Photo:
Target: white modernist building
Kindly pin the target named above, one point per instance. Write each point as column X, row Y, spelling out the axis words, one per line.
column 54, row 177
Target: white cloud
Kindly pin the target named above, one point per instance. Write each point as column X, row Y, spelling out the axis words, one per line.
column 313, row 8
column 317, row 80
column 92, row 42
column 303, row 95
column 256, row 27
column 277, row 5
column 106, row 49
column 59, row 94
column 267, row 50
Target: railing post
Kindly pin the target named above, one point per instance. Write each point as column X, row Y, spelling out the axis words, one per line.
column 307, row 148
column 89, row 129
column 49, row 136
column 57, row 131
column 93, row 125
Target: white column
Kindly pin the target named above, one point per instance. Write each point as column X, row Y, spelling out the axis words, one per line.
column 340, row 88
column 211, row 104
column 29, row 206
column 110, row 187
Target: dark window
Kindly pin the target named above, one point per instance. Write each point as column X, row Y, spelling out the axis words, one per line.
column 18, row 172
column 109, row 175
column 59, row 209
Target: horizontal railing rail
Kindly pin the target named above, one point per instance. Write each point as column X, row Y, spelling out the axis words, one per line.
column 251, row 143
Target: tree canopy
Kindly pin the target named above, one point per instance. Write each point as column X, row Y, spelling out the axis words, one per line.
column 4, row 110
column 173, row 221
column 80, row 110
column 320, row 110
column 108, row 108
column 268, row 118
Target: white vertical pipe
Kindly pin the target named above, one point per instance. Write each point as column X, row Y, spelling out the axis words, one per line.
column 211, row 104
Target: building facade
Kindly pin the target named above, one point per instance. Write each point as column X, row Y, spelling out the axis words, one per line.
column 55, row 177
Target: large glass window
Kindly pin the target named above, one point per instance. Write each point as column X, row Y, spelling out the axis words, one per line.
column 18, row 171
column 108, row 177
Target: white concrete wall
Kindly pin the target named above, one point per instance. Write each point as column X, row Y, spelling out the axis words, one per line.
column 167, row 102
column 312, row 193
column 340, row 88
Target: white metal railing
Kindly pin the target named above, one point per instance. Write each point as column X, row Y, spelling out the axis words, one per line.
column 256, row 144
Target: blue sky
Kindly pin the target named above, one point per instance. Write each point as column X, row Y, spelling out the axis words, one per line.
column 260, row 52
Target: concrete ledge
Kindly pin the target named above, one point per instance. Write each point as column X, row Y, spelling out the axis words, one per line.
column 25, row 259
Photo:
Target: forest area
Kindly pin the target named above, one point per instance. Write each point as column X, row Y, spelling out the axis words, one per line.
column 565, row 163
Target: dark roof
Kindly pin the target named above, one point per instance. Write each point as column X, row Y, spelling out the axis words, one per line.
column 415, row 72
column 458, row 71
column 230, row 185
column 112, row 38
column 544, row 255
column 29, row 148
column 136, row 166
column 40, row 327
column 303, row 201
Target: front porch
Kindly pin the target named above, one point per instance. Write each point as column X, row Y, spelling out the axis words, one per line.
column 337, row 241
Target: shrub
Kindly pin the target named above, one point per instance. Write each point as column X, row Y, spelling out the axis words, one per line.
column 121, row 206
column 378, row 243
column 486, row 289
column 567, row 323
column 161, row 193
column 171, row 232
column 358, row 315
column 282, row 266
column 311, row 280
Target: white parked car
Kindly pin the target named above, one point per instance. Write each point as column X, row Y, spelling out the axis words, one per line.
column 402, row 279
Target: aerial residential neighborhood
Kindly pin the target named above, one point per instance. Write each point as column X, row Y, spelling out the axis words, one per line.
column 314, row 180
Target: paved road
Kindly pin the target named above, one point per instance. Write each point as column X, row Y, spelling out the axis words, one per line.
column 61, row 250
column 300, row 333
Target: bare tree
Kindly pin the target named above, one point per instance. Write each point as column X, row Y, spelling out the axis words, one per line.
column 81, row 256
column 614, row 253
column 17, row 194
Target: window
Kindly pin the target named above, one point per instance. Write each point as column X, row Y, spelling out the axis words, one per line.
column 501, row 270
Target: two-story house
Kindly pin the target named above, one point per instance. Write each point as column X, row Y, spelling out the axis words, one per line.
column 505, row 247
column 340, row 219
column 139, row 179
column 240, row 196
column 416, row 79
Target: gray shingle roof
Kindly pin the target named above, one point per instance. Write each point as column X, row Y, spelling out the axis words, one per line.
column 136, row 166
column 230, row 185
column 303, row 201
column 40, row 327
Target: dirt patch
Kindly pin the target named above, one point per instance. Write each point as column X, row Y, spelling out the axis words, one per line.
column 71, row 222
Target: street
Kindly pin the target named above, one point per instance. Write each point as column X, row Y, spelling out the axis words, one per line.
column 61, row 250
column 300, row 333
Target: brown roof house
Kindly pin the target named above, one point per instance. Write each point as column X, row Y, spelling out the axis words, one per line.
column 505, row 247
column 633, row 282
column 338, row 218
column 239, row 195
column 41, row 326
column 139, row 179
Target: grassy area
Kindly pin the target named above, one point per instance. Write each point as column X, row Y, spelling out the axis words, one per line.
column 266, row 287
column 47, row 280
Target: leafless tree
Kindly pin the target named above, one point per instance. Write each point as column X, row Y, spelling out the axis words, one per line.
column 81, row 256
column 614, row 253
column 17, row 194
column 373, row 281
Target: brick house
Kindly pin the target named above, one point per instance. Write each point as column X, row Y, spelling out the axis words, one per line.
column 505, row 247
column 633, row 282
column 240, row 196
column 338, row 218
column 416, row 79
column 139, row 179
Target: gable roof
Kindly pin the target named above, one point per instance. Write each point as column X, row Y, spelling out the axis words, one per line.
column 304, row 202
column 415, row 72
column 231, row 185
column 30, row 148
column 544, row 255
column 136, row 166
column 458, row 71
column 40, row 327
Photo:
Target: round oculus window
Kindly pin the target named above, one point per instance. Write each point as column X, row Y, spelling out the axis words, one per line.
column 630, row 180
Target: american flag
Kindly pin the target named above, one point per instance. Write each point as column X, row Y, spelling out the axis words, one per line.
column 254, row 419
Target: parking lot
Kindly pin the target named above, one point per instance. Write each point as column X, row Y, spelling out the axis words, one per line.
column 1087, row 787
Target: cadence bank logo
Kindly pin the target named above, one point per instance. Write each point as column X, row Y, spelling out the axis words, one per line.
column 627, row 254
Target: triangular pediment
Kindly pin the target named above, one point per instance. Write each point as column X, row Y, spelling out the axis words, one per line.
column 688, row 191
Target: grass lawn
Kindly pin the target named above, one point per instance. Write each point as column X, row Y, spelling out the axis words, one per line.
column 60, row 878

--

▸ Task prompt: Once more, set down the full listing, verbatim.

▸ Expected answer:
Photo:
Target: white modernist building
Kindly pin the target named above, one point per instance. Write each point as column X, row Y, spelling out the axis words, one per line.
column 54, row 177
Target: white cloud
Kindly pin the target named above, one point per instance. Write each point as column X, row Y, spelling out the axis words, one per line.
column 313, row 8
column 317, row 80
column 92, row 42
column 303, row 95
column 256, row 27
column 277, row 5
column 106, row 49
column 59, row 94
column 267, row 50
Target: railing post
Kindly pin the target named above, one point per instance. Write each point as column X, row Y, spelling out the axis words, one per line.
column 307, row 148
column 89, row 129
column 49, row 136
column 57, row 131
column 93, row 125
Target: white column
Kindly pin the target named above, one point per instance. Write each point as column X, row Y, spelling out the axis words, one per line.
column 340, row 88
column 211, row 104
column 29, row 206
column 110, row 187
Target: dark window
Kindly pin the target named above, one point per instance. Write each point as column X, row Y, spelling out the axis words, one per line.
column 18, row 172
column 109, row 175
column 59, row 209
Target: horizontal railing rail
Kindly pin the target named above, one point per instance. Write each point as column X, row Y, spelling out the axis words, one per line.
column 251, row 143
Target: tree canopy
Kindly pin the target named above, one point per instance. Write each point as column X, row Y, spelling out the axis words, one per line.
column 4, row 110
column 173, row 221
column 80, row 110
column 320, row 110
column 108, row 108
column 268, row 118
Target: white vertical pipe
Kindly pin the target named above, one point per instance. Write each point as column X, row Y, spelling out the axis words, one per line.
column 211, row 104
Target: building facade
Kindly pin the target named above, one point per instance. Write each point as column X, row Y, spelling out the axis words, one per line.
column 55, row 177
Target: large glass window
Kindly pin the target named above, one point per instance. Write each point as column X, row Y, spelling out the axis words, one per line.
column 18, row 171
column 108, row 177
Target: white concrete wall
Kindly pin the target named above, one point per instance. Write each point as column X, row Y, spelling out the axis words, one per line.
column 167, row 102
column 312, row 193
column 340, row 88
Target: white metal railing
Kindly pin the target named above, one point per instance. Write each point as column X, row Y, spelling out the axis words, one per line.
column 256, row 144
Target: blue sky
Kindly pin the target named above, one point per instance. Write each point as column X, row Y, spelling out the axis words, one per line.
column 260, row 52
Target: concrete ledge
Kindly pin the target named above, one point per instance. Write each point as column X, row Y, spelling out the axis words, one per line.
column 25, row 259
Photo:
Target: forest area
Kindly pin the target named above, one point per instance. Write each point as column X, row Y, spelling out the axis words, one per line.
column 565, row 163
Target: dark roof
Kindly pin the target named above, one point per instance. Write each point as column X, row Y, spelling out the axis words, one per line.
column 415, row 72
column 458, row 71
column 230, row 185
column 112, row 38
column 544, row 255
column 29, row 148
column 136, row 166
column 40, row 327
column 303, row 201
Target: front porch
Kindly pin the target named above, one point per instance. Write each point as column X, row Y, spelling out the axis words, one per line.
column 337, row 241
Target: shrub
Kindly pin the target named above, one point per instance. Write each point as column X, row Y, spelling out the axis words, one per line.
column 121, row 206
column 378, row 243
column 486, row 289
column 567, row 323
column 161, row 193
column 171, row 232
column 358, row 315
column 282, row 266
column 311, row 280
Target: white parked car
Kindly pin the target named above, one point per instance. Write each point as column X, row Y, spelling out the axis words, one per line.
column 402, row 279
Target: aerial residential neighborhood
Kindly pin the target named above, one point per instance. Write each point as column X, row Y, spelling out the axis words, one per line.
column 314, row 180
Target: paved road
Kindly pin the target named above, one point per instance. Write each point as column X, row Y, spelling out the axis words, one per line.
column 61, row 250
column 300, row 333
Target: bare tree
Kindly pin the target named above, one point per instance. Write each point as column X, row Y, spelling out the axis words, one per line.
column 81, row 256
column 614, row 253
column 17, row 194
Target: window
Kindly pin the target named above, one point per instance. Write each point as column X, row Y, spelling out the axis words, one per line.
column 501, row 270
Target: two-story house
Kindly pin the target named above, one point per instance. Write each point as column X, row Y, spelling out the axis words, one per line.
column 505, row 247
column 340, row 219
column 139, row 179
column 240, row 196
column 416, row 79
Target: gray shingle roof
Kindly pin the target named above, one point per instance. Write each point as column X, row Y, spelling out the axis words, one per line.
column 136, row 166
column 230, row 185
column 303, row 201
column 40, row 327
Target: dirt patch
Kindly pin the target named above, one point per instance. Write each point as column X, row Y, spelling out the axis words, one per line.
column 71, row 222
Target: street
Kindly pin the target named above, one point per instance. Write each point as column X, row Y, spelling out the axis words, one per line.
column 61, row 250
column 300, row 333
Target: brown roof house
Kindly pin the target named above, one point per instance. Write each point as column X, row Y, spelling out the axis words, one per line.
column 505, row 247
column 633, row 282
column 338, row 218
column 239, row 195
column 41, row 326
column 139, row 179
Target: grassy area
Kindly pin the target named above, one point per instance. Write each point as column X, row Y, spelling out the axis words, one per line.
column 266, row 287
column 47, row 280
Target: leafless tree
Kindly pin the target named above, one point per instance. Write each point as column X, row Y, spelling out the axis words, one per line.
column 81, row 256
column 614, row 253
column 17, row 194
column 373, row 281
Target: brick house
Kindly pin the target named above, one point per instance. Write each point as column X, row Y, spelling out the axis words, one per line.
column 505, row 247
column 633, row 282
column 240, row 196
column 338, row 218
column 416, row 79
column 139, row 179
Target: gable roof
Kindly pin the target named above, one point per instance. Write each point as column X, row Y, spelling out the axis words, one per line.
column 304, row 202
column 415, row 72
column 231, row 185
column 30, row 148
column 544, row 255
column 136, row 166
column 458, row 71
column 40, row 327
Photo:
Target: round oculus window
Kindly pin the target named above, one point per instance. Write each point as column X, row Y, spelling out the axis words, one per line.
column 630, row 180
Target: american flag
Kindly pin the target named above, one point per instance. Write each point as column X, row Y, spelling out the axis words, one per line.
column 254, row 419
Target: parking lot
Kindly pin the target named above, one point per instance. Write each point as column X, row Y, spelling out the axis words, one per line.
column 1087, row 787
Target: cadence bank logo
Kindly pin the target named above, one point per instance. Write each point as column X, row Y, spelling out the axis words, one per line.
column 627, row 254
Target: triangular pediment
Kindly pin the target named above, one point per instance. Write each point as column X, row Y, spelling out the axis words, one per line.
column 688, row 191
Target: grass lawn
Kindly pin the target named above, one point per instance. Write each point as column X, row Y, spelling out the axis words, one per line.
column 60, row 878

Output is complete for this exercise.